● **SOURCE PASSAGE**:

········

Gotta wonder just how much information is getting through...

Friday, April 8, 2011

What Shall We Call This, Then?

Names have started dribbling in for Hone Harawira's one-ring circus... even though he's still deciding whether he'll actually launch a political party for this year's election.
Foo, my party's gonna be THIS big, eh!
Harawira's been running a naming poll on his website, and says various options have popped up (including Tino Rangatiratanga, the name of his racist "up yours, whitey" separatist flag - gee, that was a surprise!). Personally I like 'The Bro-dy Bunch' myself.
Hone-bro's been the centre of idle speculation, that he might set up a new left-wing party in time for the November election. But bearing in mind how long The Maori Way traditionally takes to consult, ponder, debate and finally decide, I'll be surprised if this happens. HH says any decision will be down to his Far North followers in the Tai Tokerau electorate, who've backed him as an independent. And supposedly a new party wouldn't be able to contest the four Maori seats presently held by the Maori Party, under the divorce deal agreed when he left. But his continued sniping at his previous pals has led them to consider taking the gloves off.
HH's said a decision will be announced on April 30th. Shame it wasn't done 29 days earlier: that would've been far more appropriate!

Thursday, April 7, 2011

Waka Tacky Tiki

Tighten your belts - the country's in trouble! Oh...but hang about, here's $2mill.for a giant plastic maori canoe. WTF???!!!
Plastic culture
A very hush-hush government grant for a waka-shaped "cultural pavilion" is being slammed...and rightly so! The govt's flicked the dosh to Ngati Whatua o Orakei for a 60m-long 15m-high plastic canoe-shaped pavilion on Queen's Wharf, in which to host cultural performances during the *yawn* Rugby World Cup [here's some concept artwork of it].
Flak is inbound on all sides - in fact the only people happy with this 'slip-it-under-the-radar' project are the govt and naturally the iwi (tribe) itself, which gets to own the pavilion for nix! Its trustee Ngarimu Blair says the money will be well spent: "Maori are also taxpayers and we like to see our taxpayer dollars going on things we also enjoy." Riiiiiiiiiight!! But is this for local maori? Or is this for tourism? Remember, the last "cultural performance" venue that opened in Auckland? It crashed under millions of dollars' debt. Why should this monstrosity, plonked on prime harbour real estate, be any diifferent? Surely if tourists wanna be screamed at by halfnaked men with eyes agog and tongues dragging on the ground, they'd go to a marae for the whole package and a microwaved hangi.
Critics say the project is an appalling use of taxpayer money, and the plastic construction damages NZ's clean green image. When the government is already borrowing more than $300 million a week, this is very difficult to stomach: $2mill.on an 18-day project works out at about 110K a day for a blow-up waka! I'm instantly reminded of those cheap plastic mass-produced tacky maori tikis from the 70s... choice, bro.
But it's a done deal: construction's already underway and should be finished by early October.
Who knew, huh...? Did anyone hear any calls for public consultations? Any requests for tenders? Does anyone smell an election year carrot?
Mark my words, once the *yawn* RWC is over, this thing will end up on the scrapheap...!

········

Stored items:

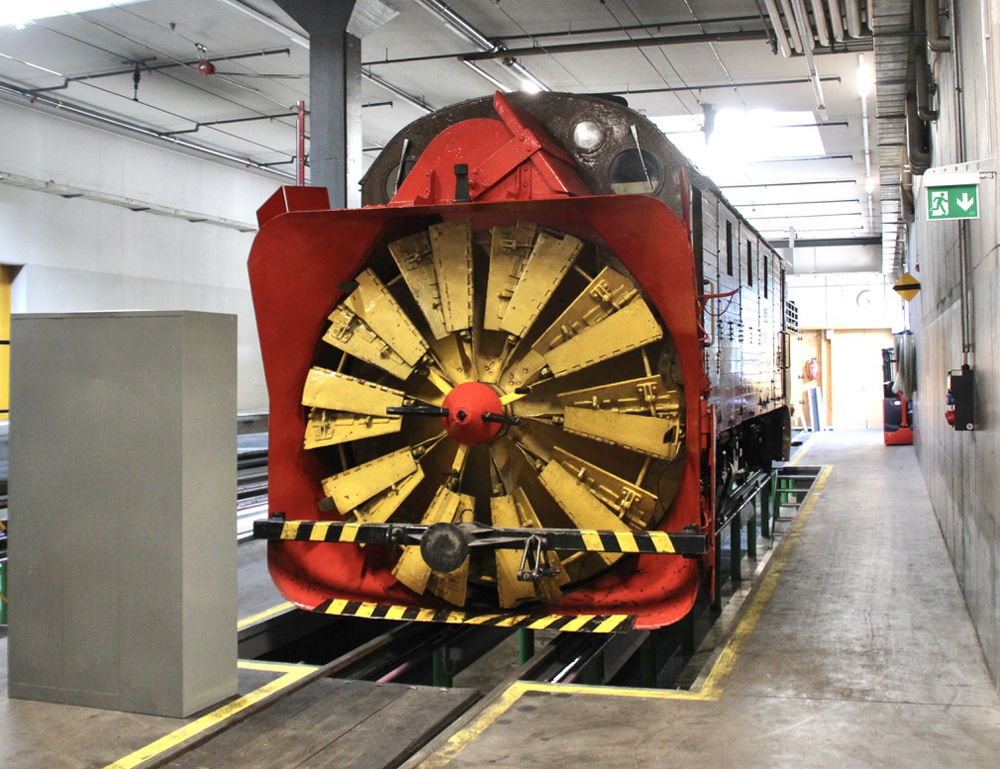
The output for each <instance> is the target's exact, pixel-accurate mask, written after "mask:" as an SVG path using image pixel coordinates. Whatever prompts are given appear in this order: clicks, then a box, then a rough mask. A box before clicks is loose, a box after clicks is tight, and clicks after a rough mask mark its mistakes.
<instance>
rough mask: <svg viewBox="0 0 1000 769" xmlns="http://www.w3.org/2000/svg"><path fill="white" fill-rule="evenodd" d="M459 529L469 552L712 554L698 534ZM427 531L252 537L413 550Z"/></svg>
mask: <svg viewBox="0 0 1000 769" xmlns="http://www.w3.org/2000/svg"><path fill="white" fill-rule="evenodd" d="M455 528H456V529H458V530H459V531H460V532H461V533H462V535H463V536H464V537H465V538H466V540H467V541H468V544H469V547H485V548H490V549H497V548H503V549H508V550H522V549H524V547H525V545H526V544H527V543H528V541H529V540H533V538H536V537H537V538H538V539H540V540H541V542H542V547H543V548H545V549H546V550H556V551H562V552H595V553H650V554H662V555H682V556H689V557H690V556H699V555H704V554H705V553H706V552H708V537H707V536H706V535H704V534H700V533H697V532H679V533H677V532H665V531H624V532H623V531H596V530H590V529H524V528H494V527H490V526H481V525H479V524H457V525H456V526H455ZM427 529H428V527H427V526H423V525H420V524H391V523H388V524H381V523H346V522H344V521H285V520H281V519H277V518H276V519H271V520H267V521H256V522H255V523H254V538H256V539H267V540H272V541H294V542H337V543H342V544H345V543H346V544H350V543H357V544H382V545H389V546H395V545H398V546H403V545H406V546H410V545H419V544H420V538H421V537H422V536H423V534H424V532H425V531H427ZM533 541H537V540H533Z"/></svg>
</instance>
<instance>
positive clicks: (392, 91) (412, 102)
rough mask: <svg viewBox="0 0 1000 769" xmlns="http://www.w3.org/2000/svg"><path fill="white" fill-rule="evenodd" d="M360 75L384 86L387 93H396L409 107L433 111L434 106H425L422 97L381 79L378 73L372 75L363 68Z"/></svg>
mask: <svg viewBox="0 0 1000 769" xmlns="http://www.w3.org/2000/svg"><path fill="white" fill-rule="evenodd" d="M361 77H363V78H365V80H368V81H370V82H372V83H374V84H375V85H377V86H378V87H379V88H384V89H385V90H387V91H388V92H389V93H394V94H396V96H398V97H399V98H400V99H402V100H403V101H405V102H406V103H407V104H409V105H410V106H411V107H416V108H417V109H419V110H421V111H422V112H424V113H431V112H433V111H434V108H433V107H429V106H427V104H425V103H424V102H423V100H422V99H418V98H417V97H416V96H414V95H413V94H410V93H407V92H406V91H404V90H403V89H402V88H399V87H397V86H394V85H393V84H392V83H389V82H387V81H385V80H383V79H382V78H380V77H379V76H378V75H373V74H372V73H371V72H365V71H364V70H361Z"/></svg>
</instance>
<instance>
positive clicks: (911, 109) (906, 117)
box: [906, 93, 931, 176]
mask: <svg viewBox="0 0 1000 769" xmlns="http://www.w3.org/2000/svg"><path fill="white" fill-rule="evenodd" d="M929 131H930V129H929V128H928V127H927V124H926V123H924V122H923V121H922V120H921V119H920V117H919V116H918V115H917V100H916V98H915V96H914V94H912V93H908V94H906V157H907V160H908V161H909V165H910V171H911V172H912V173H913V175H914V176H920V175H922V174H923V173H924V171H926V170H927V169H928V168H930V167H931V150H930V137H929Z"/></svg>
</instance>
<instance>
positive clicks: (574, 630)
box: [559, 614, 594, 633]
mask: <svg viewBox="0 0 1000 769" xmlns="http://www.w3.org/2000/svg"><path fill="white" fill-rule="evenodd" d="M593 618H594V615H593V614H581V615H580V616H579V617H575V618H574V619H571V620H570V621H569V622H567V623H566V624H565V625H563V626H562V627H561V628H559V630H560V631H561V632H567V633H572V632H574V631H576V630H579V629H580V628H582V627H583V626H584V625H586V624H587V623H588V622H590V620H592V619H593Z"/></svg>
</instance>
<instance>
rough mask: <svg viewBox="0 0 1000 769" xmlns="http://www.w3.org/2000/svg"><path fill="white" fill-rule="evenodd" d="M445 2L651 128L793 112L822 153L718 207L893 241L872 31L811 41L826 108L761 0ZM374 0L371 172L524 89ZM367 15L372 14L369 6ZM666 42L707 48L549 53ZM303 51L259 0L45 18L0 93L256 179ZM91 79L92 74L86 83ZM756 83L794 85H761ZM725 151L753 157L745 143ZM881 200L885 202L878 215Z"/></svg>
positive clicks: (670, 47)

········

● **TASK LIST**:
• A. In the blog posts, what date did Harawira give for announcing his decision?
• B. Update the blog posts' passage starting at "Hone-bro's been the" and ending at "far more appropriate!", replacing "November" with "upcoming".
• C. List every sentence ending in a question mark in the paragraph of the blog posts that begins "Who knew, huh".

● **TASK ANSWERS**:
• A. April 30th.

• B.
Hone-bro's been the centre of idle speculation, that he might set up a new left-wing party in time for the upcoming election. But bearing in mind how long The Maori Way traditionally takes to consult, ponder, debate and finally decide, I'll be surprised if this happens. HH says any decision will be down to his Far North followers in the Tai Tokerau electorate, who've backed him as an independent. And supposedly a new party wouldn't be able to contest the four Maori seats presently held by the Maori Party, under the divorce deal agreed when he left. But his continued sniping at his previous pals has led them to consider taking the gloves off.
HH's said a decision will be announced on April 30th. Shame it wasn't done 29 days earlier: that would've been far more appropriate!

• C.
- Who knew, huh...?
- Did anyone hear any calls for public consultations?
- Any requests for tenders?
- Does anyone smell an election year carrot?